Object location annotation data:
• • • • •
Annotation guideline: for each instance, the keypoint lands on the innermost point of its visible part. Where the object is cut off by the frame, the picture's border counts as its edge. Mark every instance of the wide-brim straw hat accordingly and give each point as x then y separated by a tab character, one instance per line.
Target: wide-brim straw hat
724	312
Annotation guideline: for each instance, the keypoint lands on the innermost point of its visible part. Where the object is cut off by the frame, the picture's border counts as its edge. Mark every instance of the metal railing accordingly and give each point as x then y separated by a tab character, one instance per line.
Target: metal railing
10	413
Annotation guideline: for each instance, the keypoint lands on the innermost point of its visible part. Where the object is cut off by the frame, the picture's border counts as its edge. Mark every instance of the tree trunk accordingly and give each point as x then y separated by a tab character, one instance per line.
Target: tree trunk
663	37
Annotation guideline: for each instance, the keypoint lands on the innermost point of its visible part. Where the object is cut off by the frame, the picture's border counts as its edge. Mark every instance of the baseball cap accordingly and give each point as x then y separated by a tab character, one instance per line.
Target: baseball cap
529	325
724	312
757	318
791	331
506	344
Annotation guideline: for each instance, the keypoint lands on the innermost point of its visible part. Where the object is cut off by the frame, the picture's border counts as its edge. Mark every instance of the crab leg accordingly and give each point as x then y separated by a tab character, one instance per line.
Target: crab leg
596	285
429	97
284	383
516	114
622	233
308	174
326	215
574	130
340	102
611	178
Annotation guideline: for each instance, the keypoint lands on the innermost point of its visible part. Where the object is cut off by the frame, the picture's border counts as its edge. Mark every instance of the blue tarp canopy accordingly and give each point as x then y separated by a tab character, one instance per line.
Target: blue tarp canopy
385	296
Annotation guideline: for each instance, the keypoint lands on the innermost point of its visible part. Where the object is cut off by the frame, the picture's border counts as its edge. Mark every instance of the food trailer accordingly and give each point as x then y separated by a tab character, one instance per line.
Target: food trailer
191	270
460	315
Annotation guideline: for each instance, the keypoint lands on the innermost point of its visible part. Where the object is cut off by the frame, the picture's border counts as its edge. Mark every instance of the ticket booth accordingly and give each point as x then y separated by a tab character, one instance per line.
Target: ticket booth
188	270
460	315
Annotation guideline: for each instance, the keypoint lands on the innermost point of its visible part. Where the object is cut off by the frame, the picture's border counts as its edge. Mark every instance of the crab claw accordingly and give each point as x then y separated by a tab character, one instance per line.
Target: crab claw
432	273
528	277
• • • • •
Please retype the items starting at the line containing "the crab claw" and ending at the final line of the items, with both of those lines included and every character unchanged.

=== RESPONSE TO THE TASK ===
Annotation guideline: for each instance, the keypoint lands on the innermost point of its visible part. Where the object is cut off by the frame, the picture's border counts as its edge. Mark every instance of the crab claw accordingly and give each point as x then y separated by a tab character, one instance per line.
Target: crab claw
432	273
528	277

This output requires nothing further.